** START Supplied entries **

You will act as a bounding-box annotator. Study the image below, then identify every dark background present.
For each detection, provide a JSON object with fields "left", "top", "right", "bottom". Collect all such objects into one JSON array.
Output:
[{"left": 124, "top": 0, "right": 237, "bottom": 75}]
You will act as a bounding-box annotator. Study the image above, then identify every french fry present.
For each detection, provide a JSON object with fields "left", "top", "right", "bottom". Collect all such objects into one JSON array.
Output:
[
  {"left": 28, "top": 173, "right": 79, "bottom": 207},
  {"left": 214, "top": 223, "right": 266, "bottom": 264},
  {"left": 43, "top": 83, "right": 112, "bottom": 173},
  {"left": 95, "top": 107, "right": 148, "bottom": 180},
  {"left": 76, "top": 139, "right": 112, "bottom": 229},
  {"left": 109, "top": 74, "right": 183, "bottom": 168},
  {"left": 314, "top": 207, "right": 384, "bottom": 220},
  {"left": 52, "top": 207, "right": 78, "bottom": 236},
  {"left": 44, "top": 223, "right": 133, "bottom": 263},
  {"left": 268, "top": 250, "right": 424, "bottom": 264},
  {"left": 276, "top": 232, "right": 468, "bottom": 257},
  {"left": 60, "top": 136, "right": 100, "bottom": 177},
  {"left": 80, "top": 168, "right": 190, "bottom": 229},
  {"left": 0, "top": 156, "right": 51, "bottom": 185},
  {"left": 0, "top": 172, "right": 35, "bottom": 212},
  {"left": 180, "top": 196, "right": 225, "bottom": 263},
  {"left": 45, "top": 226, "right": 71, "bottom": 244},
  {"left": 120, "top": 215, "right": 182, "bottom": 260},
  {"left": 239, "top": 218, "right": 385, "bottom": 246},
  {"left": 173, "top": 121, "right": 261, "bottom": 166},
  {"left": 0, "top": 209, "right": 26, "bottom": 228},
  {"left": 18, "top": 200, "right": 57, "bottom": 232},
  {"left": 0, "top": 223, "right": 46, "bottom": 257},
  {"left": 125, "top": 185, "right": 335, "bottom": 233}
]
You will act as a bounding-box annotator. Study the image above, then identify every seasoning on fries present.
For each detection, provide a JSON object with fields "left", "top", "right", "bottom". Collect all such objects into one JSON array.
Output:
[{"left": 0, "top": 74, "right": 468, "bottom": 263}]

** END Supplied entries **

▸ **Set problem**:
Please format the lines above as a numbered list, leaving out any blank lines.

▸ **Task output**:
1. You will act as a bounding-box annotator. Study the image below, then identify every dark background present.
2. For each detection, provide a JSON object with fields "left", "top", "right", "bottom". Collect all such objects into one JSON array.
3. Output:
4. [{"left": 124, "top": 0, "right": 237, "bottom": 75}]
5. You will act as a bounding-box annotator. Study the image above, then identify every french fry present.
6. For each detection, provide a JSON object with fields "left", "top", "right", "bottom". Collect all such objects into one JSON array.
7. Output:
8. [
9.   {"left": 28, "top": 173, "right": 79, "bottom": 207},
10.   {"left": 214, "top": 223, "right": 266, "bottom": 264},
11.   {"left": 43, "top": 83, "right": 112, "bottom": 173},
12.   {"left": 95, "top": 107, "right": 148, "bottom": 180},
13.   {"left": 76, "top": 139, "right": 112, "bottom": 229},
14.   {"left": 109, "top": 74, "right": 183, "bottom": 168},
15.   {"left": 314, "top": 207, "right": 384, "bottom": 220},
16.   {"left": 52, "top": 207, "right": 78, "bottom": 236},
17.   {"left": 44, "top": 223, "right": 133, "bottom": 263},
18.   {"left": 268, "top": 250, "right": 424, "bottom": 264},
19.   {"left": 276, "top": 232, "right": 468, "bottom": 257},
20.   {"left": 60, "top": 136, "right": 100, "bottom": 177},
21.   {"left": 80, "top": 168, "right": 190, "bottom": 229},
22.   {"left": 0, "top": 156, "right": 51, "bottom": 185},
23.   {"left": 0, "top": 172, "right": 35, "bottom": 212},
24.   {"left": 180, "top": 196, "right": 225, "bottom": 263},
25.   {"left": 45, "top": 226, "right": 71, "bottom": 244},
26.   {"left": 120, "top": 215, "right": 182, "bottom": 260},
27.   {"left": 239, "top": 218, "right": 385, "bottom": 246},
28.   {"left": 173, "top": 121, "right": 261, "bottom": 166},
29.   {"left": 0, "top": 209, "right": 26, "bottom": 228},
30.   {"left": 18, "top": 200, "right": 57, "bottom": 232},
31.   {"left": 0, "top": 223, "right": 46, "bottom": 257},
32.   {"left": 125, "top": 185, "right": 335, "bottom": 233}
33. ]
34. You will act as a bounding-box annotator. Study the image above, then identify every seasoning on fries present.
35. For each detection, provide a JSON object with fields "left", "top", "right", "bottom". Collect all such objects into one JSON array.
36. Output:
37. [{"left": 0, "top": 74, "right": 468, "bottom": 263}]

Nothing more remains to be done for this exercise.